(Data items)

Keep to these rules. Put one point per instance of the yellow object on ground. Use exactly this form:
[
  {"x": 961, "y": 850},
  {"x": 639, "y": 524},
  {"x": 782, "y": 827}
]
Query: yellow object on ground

---

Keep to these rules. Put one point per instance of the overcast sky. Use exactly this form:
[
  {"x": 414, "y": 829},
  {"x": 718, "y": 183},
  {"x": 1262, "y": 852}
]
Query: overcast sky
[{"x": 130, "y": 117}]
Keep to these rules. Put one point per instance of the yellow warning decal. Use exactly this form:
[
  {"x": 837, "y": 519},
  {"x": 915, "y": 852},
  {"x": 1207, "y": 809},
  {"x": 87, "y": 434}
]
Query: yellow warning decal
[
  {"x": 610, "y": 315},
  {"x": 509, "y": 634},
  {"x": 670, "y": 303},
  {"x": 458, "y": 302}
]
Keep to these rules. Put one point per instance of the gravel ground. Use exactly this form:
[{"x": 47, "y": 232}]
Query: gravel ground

...

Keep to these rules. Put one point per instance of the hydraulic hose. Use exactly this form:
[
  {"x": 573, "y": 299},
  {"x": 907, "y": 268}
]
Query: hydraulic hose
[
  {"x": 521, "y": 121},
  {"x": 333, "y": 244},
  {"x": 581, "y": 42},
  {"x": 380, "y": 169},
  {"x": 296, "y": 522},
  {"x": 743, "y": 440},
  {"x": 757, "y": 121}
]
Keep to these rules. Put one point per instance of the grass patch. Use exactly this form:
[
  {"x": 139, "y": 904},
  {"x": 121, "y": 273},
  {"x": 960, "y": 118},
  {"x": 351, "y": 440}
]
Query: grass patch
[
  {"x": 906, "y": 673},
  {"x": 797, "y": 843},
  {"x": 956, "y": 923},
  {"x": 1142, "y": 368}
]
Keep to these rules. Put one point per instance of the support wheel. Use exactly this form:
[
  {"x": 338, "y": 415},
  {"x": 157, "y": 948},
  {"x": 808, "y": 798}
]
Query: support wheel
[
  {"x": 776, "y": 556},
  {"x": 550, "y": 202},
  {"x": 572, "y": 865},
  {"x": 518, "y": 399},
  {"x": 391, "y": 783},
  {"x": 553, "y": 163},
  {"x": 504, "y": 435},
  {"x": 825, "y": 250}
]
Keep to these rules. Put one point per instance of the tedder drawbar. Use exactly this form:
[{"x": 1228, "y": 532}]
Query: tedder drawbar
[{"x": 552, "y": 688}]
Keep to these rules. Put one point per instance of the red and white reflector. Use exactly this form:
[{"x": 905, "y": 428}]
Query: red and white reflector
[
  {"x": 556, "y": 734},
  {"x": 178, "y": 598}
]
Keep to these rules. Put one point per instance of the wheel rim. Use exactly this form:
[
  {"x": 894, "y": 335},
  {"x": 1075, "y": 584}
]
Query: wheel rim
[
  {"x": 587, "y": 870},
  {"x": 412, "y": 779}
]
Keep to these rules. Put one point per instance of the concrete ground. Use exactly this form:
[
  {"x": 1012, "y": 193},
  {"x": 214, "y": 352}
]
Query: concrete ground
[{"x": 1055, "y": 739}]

What to do:
Set down, unchanged, only those lines above that fall between the line with "the yellow object" and the line with "Query: yellow object on ground", the two end lines included.

Exercise answer:
Keep to these rules. Put one point per instance of the yellow object on ground. Use exactly this form:
[
  {"x": 961, "y": 850},
  {"x": 639, "y": 524},
  {"x": 782, "y": 827}
]
Query: yellow object on ground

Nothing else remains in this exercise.